Posted By Heather Ette, 01 March 2018

APPG Report : those furthest from the labour market

by Youth Employment UK

Late last year the All Party Parliamentary Group for Youth Employment launched an inquiry into best practice that helps young people furthest from the labour market into employment.

The inquiry received 15 submissions and heard evidence from Mark Pike of Develop EBP, Leanora Volpe of Leonard Cheshire and culminated in young people posing questions to Anne Milton, Minister of State for Skills and Apprenticeships.

We are delighted to be able to make the report available today, with a short and full version available to download

Click here to download the short version of the report

Click here to download the long version of the report

THE FINDINGS:

The APPG for Youth Employment has found that:

  • too many young people still face barriers to employment
  • there is also a concerning number of young people ‘hidden’ from the official statistics. These are young people who are NEET (not in education, employment or training) and not claiming welfare support.
  • new policy and funding models can create perverse implications for social mobility
  • young people furthest from the labour market face a number of barriers meaning it can be a struggle to complete programmes with pre-determined markers for achievements

RECOMMENDATIONS:

Based on the evidence heard at the meetings and put forward through the written submissions the APPG for Youth Employment is making the following recommendations to government:

  • Ensure that all young people in education have access to work experience. Information, advice and guidance must be both aspirational and practical and include helping with the 'soft' skills that are so important to securing employment.
  • Ensure that all young people have adequate mental health support and that early intervention models are in place. Young people must be taught how to develop resilience and take care of themselves.
  • A one-size fits all approach does not work. Education, employment and welfare services must begin to recognise the unique potential of each young person and that what works for one does not necessarily work for all.
  • Investment must be put into identifying young people NEET and hidden at a local level. Services and support for these individuals must be holistic, whilst understanding that vital youth services are at risk from funding challenges.
  • Include young people and experienced organisations in the design of national and local approaches to youth employment.

• RECORD EXCERPTS
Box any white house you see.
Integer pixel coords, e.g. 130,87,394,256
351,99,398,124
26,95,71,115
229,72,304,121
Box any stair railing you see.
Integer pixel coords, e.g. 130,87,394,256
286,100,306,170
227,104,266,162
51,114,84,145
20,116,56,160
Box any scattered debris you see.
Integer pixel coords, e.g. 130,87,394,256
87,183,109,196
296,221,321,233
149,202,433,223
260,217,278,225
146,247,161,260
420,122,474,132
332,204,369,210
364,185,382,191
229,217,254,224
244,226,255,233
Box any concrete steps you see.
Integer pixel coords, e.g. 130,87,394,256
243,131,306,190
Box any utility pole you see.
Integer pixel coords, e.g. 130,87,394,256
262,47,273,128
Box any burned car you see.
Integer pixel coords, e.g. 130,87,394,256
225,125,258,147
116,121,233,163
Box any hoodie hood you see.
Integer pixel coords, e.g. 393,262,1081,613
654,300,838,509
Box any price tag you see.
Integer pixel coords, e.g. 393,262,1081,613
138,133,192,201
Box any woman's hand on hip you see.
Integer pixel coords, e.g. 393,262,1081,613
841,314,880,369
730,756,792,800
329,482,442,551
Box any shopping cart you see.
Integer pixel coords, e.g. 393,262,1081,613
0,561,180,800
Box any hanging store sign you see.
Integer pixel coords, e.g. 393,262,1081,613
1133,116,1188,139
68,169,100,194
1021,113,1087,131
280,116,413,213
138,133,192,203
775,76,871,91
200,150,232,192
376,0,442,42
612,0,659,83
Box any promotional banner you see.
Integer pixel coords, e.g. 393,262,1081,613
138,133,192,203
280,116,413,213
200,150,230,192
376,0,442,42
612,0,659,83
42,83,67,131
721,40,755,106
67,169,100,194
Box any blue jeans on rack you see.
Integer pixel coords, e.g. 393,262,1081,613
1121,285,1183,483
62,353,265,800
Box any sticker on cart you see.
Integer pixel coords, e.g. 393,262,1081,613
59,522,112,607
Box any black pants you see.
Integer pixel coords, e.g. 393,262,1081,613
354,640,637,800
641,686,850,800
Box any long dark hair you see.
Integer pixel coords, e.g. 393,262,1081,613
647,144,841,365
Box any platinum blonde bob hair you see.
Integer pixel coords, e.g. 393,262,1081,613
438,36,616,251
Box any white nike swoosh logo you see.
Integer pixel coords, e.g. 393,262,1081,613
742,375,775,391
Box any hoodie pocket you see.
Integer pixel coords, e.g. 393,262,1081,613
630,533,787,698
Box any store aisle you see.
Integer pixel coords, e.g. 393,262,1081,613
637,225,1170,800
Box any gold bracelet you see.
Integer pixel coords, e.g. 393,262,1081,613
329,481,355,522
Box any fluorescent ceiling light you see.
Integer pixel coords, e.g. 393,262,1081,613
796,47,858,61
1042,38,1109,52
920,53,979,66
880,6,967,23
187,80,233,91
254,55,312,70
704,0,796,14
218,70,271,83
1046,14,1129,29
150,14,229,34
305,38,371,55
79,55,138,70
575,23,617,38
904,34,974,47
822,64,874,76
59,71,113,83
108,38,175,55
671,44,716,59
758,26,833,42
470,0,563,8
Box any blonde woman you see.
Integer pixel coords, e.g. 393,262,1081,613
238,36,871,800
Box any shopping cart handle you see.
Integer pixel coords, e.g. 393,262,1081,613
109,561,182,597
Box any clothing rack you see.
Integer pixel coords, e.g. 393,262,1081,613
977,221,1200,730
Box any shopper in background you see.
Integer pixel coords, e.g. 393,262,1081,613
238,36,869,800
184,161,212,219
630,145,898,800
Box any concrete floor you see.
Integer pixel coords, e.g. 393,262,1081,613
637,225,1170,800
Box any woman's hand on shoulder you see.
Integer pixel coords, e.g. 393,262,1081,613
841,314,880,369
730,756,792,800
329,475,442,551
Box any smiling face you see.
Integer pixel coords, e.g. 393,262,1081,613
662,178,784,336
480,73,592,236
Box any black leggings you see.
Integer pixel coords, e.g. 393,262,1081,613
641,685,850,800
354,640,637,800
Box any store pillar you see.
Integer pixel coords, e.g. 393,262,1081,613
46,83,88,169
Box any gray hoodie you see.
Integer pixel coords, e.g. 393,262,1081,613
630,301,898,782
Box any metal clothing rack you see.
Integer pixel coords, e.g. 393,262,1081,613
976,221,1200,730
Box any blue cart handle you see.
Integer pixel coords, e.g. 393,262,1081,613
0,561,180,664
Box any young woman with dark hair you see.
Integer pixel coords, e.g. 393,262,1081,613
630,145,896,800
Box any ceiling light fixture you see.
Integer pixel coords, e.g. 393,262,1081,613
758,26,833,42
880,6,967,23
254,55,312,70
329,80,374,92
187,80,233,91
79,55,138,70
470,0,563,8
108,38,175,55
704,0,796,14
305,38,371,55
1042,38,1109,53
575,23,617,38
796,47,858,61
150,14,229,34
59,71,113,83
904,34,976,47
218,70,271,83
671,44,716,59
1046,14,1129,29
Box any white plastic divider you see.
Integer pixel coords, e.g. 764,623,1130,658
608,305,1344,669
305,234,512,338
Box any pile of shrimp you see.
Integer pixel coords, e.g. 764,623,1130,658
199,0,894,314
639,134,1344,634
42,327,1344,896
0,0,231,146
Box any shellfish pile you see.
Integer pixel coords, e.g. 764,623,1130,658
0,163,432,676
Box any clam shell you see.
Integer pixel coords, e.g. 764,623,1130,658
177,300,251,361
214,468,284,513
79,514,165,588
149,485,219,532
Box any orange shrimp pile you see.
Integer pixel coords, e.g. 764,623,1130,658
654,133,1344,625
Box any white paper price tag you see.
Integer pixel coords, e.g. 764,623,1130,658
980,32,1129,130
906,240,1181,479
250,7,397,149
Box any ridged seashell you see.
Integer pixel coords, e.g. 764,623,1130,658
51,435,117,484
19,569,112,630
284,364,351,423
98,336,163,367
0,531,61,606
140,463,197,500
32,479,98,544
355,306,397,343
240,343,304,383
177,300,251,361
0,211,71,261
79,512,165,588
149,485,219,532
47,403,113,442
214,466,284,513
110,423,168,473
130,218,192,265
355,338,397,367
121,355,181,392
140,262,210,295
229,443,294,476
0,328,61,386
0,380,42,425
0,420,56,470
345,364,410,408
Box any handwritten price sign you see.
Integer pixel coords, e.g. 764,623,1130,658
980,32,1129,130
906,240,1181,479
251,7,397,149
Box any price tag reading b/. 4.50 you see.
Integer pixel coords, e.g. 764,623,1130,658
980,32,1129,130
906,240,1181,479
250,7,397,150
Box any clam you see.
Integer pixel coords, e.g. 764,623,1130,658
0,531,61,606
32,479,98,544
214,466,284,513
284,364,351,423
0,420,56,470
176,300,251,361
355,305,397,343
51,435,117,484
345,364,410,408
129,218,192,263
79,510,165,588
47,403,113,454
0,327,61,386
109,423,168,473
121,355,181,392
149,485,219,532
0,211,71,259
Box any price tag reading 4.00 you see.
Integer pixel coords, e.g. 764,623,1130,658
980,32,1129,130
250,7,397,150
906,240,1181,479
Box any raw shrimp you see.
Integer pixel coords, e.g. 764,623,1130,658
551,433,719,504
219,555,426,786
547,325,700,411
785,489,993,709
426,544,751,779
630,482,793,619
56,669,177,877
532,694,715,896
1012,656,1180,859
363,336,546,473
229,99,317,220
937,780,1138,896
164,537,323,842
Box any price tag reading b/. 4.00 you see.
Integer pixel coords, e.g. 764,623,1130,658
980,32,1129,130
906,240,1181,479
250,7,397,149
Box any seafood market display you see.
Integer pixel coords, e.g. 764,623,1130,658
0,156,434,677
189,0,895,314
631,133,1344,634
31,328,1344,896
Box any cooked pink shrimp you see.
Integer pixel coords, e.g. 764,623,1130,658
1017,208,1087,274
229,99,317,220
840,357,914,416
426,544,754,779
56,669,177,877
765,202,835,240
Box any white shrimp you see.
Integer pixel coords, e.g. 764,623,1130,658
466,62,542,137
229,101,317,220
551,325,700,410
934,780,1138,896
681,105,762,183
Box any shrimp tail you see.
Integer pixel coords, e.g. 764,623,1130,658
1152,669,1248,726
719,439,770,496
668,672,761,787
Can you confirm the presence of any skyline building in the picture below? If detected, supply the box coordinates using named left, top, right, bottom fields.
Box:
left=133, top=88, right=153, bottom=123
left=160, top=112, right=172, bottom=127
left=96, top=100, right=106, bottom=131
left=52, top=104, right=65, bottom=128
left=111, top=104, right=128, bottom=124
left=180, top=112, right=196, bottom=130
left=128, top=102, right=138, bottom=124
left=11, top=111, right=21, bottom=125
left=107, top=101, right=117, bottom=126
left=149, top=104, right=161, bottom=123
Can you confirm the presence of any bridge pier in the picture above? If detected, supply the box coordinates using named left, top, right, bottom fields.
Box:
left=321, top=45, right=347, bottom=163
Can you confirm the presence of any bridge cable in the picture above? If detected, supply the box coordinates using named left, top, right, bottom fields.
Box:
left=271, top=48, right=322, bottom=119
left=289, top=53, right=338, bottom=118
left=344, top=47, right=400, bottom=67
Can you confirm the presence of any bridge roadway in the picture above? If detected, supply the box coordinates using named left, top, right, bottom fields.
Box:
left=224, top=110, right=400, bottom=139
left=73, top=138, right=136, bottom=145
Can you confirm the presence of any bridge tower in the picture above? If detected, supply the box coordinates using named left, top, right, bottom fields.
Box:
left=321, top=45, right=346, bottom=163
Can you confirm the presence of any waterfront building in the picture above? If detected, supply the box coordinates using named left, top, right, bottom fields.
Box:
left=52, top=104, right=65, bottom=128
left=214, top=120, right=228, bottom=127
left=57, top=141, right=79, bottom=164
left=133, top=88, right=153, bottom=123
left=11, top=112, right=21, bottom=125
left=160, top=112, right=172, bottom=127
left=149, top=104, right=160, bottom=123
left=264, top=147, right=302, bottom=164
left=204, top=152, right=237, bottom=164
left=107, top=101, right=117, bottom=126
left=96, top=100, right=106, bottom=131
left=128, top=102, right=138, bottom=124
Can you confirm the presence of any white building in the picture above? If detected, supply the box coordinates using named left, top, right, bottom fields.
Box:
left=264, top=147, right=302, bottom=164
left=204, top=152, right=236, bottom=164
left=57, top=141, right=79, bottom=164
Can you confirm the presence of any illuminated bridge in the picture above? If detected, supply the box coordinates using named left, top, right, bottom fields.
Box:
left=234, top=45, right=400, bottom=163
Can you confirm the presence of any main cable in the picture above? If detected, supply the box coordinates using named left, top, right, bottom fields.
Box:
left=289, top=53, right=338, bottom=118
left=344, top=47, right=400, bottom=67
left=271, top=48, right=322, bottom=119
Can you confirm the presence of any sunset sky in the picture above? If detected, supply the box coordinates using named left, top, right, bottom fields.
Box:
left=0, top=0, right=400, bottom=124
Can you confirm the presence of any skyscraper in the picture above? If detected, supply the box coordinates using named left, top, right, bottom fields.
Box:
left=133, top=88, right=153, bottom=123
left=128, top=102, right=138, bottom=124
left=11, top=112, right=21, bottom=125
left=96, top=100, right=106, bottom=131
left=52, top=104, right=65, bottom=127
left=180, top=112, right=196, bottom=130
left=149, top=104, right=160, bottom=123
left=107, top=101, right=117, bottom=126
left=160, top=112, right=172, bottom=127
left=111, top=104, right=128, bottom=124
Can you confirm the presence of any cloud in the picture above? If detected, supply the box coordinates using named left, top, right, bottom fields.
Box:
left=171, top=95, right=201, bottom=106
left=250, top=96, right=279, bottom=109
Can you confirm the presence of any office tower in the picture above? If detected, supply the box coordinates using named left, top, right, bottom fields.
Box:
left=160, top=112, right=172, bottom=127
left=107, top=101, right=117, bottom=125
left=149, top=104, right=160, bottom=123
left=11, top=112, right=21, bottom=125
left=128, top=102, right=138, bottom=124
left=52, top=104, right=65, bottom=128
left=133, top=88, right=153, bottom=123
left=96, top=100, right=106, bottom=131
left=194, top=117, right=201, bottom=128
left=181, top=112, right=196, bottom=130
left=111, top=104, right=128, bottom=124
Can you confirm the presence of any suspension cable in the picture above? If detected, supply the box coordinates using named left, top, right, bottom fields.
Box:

• WHAT TO DO
1) In the youth employment text, rewrite the paragraph beginning "The inquiry received 15 submissions" more briefly, keeping its main facts.
2) Convert the lines of the entries, starting at the line containing "Box any smiling face you see." and ending at the line containing "630,145,896,800", into a JSON list of strings with one string per line. Return only that list.

• CORRECT ANSWERS
1) The inquiry drew 15 submissions and heard evidence from Mark Pike of Develop EBP and Leanora Volpe of Leonard Cheshire. It ended with young people questioning Anne Milton, Minister of State for Skills and Apprenticeships.

2)
[
  "Box any smiling face you see.",
  "Integer pixel coords, e.g. 393,262,1081,613",
  "662,178,784,336",
  "480,73,592,236",
  "Box any black leggings you see.",
  "Integer pixel coords, e.g. 393,262,1081,613",
  "641,685,850,800",
  "354,640,637,800",
  "Box any store pillar you see.",
  "Integer pixel coords, e.g. 393,262,1081,613",
  "46,83,88,169",
  "Box any gray hoodie you see.",
  "Integer pixel coords, e.g. 393,262,1081,613",
  "630,301,898,782",
  "Box any metal clothing rack you see.",
  "Integer pixel coords, e.g. 393,262,1081,613",
  "976,221,1200,730",
  "Box any blue cart handle you see.",
  "Integer pixel coords, e.g. 393,262,1081,613",
  "0,561,180,664",
  "Box any young woman with dark hair you see.",
  "Integer pixel coords, e.g. 393,262,1081,613",
  "630,145,896,800"
]